# Your instructions
Print every line of the data below verbatim, changing nothing and adding nothing.
····················
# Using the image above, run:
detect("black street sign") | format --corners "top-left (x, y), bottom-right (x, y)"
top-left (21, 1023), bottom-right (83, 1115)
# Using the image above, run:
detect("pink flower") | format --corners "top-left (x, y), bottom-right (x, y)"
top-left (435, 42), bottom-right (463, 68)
····················
# Reply to the exercise
# Using the image above, run:
detect("black street sign") | format --corners "top-left (x, y), bottom-right (x, y)"
top-left (21, 1023), bottom-right (83, 1115)
# Using the image above, run:
detect("pink flower") | format --corners "top-left (x, y), bottom-right (x, y)"
top-left (435, 42), bottom-right (463, 68)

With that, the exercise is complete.